Data to use -
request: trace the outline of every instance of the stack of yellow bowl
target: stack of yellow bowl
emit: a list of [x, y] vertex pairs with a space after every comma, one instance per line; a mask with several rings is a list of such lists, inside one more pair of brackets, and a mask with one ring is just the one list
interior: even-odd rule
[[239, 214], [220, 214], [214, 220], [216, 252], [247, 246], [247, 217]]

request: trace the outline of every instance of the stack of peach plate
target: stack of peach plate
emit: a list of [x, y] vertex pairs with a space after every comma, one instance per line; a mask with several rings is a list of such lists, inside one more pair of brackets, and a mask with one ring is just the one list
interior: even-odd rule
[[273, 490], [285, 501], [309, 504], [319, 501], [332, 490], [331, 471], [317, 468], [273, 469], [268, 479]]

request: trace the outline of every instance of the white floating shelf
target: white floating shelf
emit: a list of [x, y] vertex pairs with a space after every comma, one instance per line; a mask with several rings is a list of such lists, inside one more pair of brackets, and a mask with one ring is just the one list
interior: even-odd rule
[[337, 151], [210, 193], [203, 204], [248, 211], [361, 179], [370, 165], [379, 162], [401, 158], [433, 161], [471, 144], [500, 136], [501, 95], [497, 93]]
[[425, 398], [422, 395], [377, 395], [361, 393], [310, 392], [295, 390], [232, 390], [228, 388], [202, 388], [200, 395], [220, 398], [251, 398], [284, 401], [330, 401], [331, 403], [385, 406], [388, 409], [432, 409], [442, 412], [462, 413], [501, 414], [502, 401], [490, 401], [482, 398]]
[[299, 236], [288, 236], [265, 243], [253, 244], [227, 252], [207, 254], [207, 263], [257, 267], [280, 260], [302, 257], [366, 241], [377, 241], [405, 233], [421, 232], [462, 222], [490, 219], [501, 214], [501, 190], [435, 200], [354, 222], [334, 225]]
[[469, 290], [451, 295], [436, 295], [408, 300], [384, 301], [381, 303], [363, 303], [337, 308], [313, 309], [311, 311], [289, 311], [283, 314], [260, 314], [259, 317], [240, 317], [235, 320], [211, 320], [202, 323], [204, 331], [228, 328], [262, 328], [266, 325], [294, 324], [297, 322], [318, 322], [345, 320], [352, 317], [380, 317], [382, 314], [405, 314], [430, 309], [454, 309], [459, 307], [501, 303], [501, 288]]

Task details - Update the records starting at the line that contains "request: trace the outline of every instance of the white" and ending at the line that contains "target: white floating shelf" by replacing "floating shelf" with "wall-mounted shelf" and leaving everything else unchanged. Give only those lines.

Output for this task -
request: trace the outline of every instance of the white wall-mounted shelf
target: white wall-mounted shelf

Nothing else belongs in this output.